Given passage:

== Disruption of biogeochemical cycles ==
The introduction of Sporobolus anglicus significantly alters biogeochemical cycles in coastal ecosystems, impacting nutrient dynamics and microbial communities. In the Han River estuary in the Yellow Sea, S. anglicus has been found to have ten times the below-ground biomass of the native plant Suaeda japonica. This leads to an increase in the release of dissolved organic matter and generates more oxidized conditions in the sediments, which in turn increases microbial activity, including processes such as organic carbon oxidation and iron and sulphate reduction. In sediments dominated by S. anglicus, sulphate reduction becomes the main anaerobic respiration pathway, while in the rhizosphere, iron reduction is significant. This dense root system accelerates iron recycling. Microbial communities are also affected, favoring bacteria involved in iron and sulfur reduction[11]. These changes impact nutrient availability and biological composition, posing a threat to coastal wetlands.

== Control and management ==
Control and management methods include a combination of physical, chemical and biological techniques. Among the physical methods, soil tillage has been shown to be effective in reducing the biomass, cover and stem density of S. anglicus. For example, in coastal wetlands, tillage twice a year reduced biomass by 32% and stem density by 83%, which was more effective than repeated cutting of the plant. [12] As for chemical methods, the use of herbicides has been widely implemented, although with mixed results. In Australia, herbicide treatment significantly reduced S. anglicus cover, but did not achieve complete eradication. Furthermore, although herbicide treatment allowed some recovery of native vegetation, it also negatively affected the benthic macrofauna, whose density and diversity initially declined before showing signs of recovery in subsequent years.[13] In China, herbicides have been developed specifically for Spartina, such as Micaojing, which decomposes below-ground biomass in 60 days and kills above-ground vegetation in 21 days. However, its large-scale use has not been approved due to environmental and safety concerns. Other strategies include freshwater flooding, which has been shown to be effective in controlling the spread of S. anglicus by reducing soil salinity and limiting its growth. [8] In San Francisco Bay, California, the Invasive Spartina Project has reduced invasive hybrid cover by 96% through herbicide application and other control measures, although challenges remain in protecting endangered species, such as the California Ridgway's rail, which depends on habitats created by S. anglicus[6].

Data to examine:
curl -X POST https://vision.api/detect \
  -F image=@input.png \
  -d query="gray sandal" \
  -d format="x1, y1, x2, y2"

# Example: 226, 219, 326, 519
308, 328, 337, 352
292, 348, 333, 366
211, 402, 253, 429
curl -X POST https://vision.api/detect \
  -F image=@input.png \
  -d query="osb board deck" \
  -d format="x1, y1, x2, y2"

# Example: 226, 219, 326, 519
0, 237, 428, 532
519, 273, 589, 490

* * *

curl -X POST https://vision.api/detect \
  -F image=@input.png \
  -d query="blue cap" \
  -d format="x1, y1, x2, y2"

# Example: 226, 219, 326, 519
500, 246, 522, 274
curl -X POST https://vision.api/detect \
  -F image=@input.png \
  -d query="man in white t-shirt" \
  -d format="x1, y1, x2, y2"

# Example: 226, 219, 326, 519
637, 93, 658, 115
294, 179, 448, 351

==

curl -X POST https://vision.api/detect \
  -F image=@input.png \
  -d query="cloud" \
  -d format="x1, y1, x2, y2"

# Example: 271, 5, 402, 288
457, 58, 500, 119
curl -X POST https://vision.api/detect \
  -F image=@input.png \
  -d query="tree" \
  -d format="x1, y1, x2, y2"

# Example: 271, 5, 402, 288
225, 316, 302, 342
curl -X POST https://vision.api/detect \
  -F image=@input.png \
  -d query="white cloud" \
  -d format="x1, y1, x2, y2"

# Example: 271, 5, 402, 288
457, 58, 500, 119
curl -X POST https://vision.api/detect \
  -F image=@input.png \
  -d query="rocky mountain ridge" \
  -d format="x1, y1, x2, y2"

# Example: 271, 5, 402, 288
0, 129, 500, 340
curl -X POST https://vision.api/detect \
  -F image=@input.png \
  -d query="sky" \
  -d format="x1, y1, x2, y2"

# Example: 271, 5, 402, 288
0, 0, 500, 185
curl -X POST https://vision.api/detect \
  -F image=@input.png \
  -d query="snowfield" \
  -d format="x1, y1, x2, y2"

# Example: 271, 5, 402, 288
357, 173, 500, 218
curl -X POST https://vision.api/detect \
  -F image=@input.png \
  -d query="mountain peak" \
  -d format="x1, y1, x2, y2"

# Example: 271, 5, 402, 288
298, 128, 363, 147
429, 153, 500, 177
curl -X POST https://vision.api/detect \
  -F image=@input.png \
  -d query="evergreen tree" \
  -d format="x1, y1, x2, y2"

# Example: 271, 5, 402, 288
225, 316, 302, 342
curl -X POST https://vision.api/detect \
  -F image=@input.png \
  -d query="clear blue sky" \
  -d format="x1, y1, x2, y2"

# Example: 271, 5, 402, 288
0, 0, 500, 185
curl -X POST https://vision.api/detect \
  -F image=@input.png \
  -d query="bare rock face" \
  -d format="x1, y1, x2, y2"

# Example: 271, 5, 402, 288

Task directions:
Answer these questions from the Sporobolus anglicus passage.
1. In the Han River estuary, how does the below-ground biomass of S. anglicus compare with that of Suaeda japonica?
2. By what percentage did tillage twice a year reduce the stem density of S. anglicus?
3. By how much has the Invasive Spartina Project in San Francisco Bay reduced invasive hybrid cover?

Exercise response:
1. S. anglicus has ten times the below-ground biomass of Suaeda japonica.
2. It reduced stem density by 83%.
3. It has reduced invasive hybrid cover by 96%.